━━ PASSAGE FOURNI
Trahison. Mensonges. Duplicité. Malhonnêteté. Voilà les mots que les interlocuteurs européens de Londres utilisent pour décrire les réponses – à géométrie variable – du gouvernement britannique sur la mise en œuvre de l’accord de divorce avec l’Union, et en particulier du fameux protocole nord-irlandais.

Bien sûr, de tels termes assassins ont ces derniers jours disparu du paysage médiatique, pour faire place aux applaudissements royaux. «God save the Queen», et vive la reine Elizabeth II, qui célèbre à partir de ce jeudi 2 juin ses 70 ans de règne sur le Royaume-Uni.

Mais à Bruxelles, la colère ne se dément pas. Surtout depuis que Boris Johnson a annoncé, le 17 mai, son intention de légiférer dans les prochaines semaines pour revenir sur les contrôles post-Brexit, qui ont replongé l’Irlande du Nord dans une grave crise politique…

Remplacer l’accord institutionnel

Trahison. Mensonges. Duplicité… Est-ce là des mots que le Conseil fédéral souhaite entendre dans la bouche des négociateurs européens, et dans l’entourage du Commissaire slovaque Maros Sefcovic, d’accord pour se rendre à Berne à la fin juin fin d’essayer d’y débloquer le dossier empoisonné des relations bilatérales entre la Suisse et l’Union européenne?

On espère que non. Car l’enjeu va bien au-delà, en cette année 2022, de la capacité ou non des deux parties à accoucher d’un projet capable de remplacer l’accord institutionnel rejeté par la Suisse le 26 mai 2021.
━━━━
━━ INFORMATIONS EXTRAITES
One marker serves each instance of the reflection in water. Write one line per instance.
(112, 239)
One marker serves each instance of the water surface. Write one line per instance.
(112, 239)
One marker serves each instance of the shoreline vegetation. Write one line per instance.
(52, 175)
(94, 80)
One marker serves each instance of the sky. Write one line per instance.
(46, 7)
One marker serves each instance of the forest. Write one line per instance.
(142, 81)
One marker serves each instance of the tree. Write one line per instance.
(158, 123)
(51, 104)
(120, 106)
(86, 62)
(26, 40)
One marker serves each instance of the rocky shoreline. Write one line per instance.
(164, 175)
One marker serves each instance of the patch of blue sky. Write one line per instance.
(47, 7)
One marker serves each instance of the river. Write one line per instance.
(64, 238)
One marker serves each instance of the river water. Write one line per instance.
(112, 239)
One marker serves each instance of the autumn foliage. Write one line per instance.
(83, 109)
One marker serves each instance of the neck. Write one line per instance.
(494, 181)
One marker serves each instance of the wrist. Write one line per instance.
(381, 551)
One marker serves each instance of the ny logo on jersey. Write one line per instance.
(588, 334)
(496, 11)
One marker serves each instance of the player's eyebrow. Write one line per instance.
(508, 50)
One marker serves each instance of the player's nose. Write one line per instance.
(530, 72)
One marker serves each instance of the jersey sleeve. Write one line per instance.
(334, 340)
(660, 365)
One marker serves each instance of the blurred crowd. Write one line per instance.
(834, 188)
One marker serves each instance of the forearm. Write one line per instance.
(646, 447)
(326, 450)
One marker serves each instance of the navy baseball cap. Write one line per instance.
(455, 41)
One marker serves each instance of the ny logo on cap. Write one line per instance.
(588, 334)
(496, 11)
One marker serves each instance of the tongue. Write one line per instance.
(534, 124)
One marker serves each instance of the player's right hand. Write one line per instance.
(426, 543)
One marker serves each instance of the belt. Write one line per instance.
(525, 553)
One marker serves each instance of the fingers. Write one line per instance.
━━━━
Recopiez le passage fourni de « Bien sûr, de » à « sur le Royaume-Uni. ». Ces données viennent d'une autre source que le passage fourni.

Bien sûr, de tels termes assassins ont ces derniers jours disparu du paysage médiatique, pour faire place aux applaudissements royaux. «God save the Queen», et vive la reine Elizabeth II, qui célèbre à partir de ce jeudi 2 juin ses 70 ans de règne sur le Royaume-Uni.